Tokai Pharmaceuticals said it will end enrollment in its ongoing Phase II ARMOR2 expansion trial studying galeterone in metastatic castration-resistant prostate cancer (mCRPC) patients who are resistant to enzalutamide.
In a regulatory filing yesterday, Tokai also said it will not go ahead with a planned study of galeterone in mCRPC patients who rapidly progress on either enzalutamide, which is marketed as Xtandi® by Medivation—whose planned $14 billion acquisition by Pfizer was announced yesterday—or abiraterone acetate, which is marketed as Zytiga® by Johnson & Johnson’s Janssen Biotech.
The clinical setbacks are the second and third reported by Tokai for galeterone in less than a month.
On July 26, the company said it was ending its Phase III ARMOR3-SV trial comparing galeterone to enzalutamide in treatment-naïve mCRPC patients whose prostate tumors express the AR-V7 splice variant, at the recommendation of the trial’s independent Data Monitoring Committee.

(Descriptions of regions in natural language)
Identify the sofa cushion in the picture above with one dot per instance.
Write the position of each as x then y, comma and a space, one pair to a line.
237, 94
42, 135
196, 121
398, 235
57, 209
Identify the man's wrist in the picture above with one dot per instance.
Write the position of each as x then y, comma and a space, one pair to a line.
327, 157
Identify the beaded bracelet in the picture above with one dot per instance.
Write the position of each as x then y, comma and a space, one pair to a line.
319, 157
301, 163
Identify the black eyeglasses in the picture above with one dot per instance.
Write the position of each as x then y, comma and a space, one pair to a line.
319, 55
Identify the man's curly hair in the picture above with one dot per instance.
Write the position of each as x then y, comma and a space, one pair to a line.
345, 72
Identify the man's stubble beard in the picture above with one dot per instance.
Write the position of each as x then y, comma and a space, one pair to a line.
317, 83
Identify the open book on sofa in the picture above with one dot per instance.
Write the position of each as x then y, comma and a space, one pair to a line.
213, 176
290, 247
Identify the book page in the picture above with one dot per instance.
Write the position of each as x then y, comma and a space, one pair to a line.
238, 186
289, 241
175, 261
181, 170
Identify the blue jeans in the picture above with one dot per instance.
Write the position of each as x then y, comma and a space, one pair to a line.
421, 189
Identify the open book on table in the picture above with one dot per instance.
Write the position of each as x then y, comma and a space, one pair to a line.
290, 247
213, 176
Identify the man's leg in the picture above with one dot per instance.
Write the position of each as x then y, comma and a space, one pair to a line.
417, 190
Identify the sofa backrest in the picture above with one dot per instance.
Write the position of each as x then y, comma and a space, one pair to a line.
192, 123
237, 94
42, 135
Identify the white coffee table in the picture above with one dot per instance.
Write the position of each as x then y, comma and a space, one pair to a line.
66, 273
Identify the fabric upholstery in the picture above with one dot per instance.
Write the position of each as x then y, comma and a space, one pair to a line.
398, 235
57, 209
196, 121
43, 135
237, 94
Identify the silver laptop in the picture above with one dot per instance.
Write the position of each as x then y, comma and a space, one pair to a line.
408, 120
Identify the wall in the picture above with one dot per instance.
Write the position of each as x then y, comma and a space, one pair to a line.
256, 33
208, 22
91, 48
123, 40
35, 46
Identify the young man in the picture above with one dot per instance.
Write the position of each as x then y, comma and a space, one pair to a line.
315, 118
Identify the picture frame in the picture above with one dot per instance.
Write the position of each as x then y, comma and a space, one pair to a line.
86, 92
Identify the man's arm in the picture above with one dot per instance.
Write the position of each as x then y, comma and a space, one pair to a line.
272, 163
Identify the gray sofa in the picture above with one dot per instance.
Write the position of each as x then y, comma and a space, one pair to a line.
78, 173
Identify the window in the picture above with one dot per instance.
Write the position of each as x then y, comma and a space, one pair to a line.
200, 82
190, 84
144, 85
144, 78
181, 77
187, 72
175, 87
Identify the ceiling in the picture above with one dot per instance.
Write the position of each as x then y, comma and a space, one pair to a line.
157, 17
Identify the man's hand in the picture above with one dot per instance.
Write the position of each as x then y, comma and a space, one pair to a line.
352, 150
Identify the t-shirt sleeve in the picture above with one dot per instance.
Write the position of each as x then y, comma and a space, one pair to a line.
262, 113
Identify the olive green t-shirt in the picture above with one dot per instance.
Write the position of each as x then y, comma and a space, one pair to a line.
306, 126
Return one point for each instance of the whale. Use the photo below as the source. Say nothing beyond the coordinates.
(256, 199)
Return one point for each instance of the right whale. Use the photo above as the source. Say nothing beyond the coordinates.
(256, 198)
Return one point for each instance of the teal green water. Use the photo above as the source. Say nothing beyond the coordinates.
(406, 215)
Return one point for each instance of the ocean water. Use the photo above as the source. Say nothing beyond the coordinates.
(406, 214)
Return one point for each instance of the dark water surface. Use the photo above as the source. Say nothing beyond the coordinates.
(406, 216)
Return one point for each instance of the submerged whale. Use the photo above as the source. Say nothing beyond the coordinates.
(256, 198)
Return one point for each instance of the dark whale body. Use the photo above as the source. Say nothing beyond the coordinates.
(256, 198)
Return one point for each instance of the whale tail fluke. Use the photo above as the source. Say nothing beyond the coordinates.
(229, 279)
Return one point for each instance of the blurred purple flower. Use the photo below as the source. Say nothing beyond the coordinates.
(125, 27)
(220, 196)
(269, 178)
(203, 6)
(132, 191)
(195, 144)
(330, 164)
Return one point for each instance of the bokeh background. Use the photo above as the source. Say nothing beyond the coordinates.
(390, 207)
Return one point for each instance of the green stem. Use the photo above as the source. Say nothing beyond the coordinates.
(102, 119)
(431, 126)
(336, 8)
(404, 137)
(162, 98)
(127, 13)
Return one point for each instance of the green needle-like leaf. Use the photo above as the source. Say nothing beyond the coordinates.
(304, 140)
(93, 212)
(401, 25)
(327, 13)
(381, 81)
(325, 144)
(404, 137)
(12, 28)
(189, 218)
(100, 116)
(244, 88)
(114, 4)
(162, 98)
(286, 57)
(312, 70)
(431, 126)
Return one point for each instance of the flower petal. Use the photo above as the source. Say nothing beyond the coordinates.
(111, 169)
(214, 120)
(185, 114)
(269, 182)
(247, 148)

§ **Problems to work on**
1. Please return the passage of the galeterone news item from "Tokai Pharmaceuticals said" to "resistant to enzalutamide.", copied word for word.
2. Condense the paragraph of the galeterone news item that begins "In a regulatory filing yesterday" into a single shorter sentence that keeps its main facts.

§ **Set of answers**
1.
Tokai Pharmaceuticals said it will end enrollment in its ongoing Phase II ARMOR2 expansion trial studying galeterone in metastatic castration-resistant prostate cancer (mCRPC) patients who are resistant to enzalutamide.

2. In a regulatory filing, Tokai said it is dropping a planned galeterone study in mCRPC patients who progress rapidly on enzalutamide (Medivation's Xtandi®, with Pfizer's planned $14 billion acquisition of Medivation announced the same day) or abiraterone acetate (Janssen Biotech's Zytiga®).